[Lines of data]

* START *

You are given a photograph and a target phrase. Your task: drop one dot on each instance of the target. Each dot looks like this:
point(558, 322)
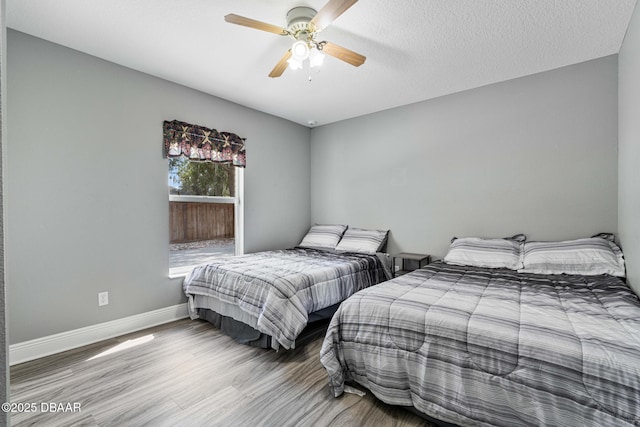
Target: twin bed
point(501, 332)
point(275, 298)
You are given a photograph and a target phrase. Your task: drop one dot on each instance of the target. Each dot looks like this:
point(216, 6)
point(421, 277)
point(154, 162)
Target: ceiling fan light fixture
point(294, 64)
point(315, 58)
point(300, 50)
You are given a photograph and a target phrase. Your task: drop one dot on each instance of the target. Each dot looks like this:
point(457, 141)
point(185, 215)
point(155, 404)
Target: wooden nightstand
point(410, 262)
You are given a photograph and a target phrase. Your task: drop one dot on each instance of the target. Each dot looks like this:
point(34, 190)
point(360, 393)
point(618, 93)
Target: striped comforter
point(475, 346)
point(280, 288)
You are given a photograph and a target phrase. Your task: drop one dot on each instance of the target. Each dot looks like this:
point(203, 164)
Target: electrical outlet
point(103, 298)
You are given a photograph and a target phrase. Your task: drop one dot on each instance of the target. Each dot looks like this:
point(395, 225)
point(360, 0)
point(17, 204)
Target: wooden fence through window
point(192, 222)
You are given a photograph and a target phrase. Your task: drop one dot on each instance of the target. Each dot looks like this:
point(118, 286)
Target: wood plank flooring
point(187, 373)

* END *

Show each of the rows above that contains the string "wooden". Letter case must match.

Target: wooden nightstand
Target: wooden fence through window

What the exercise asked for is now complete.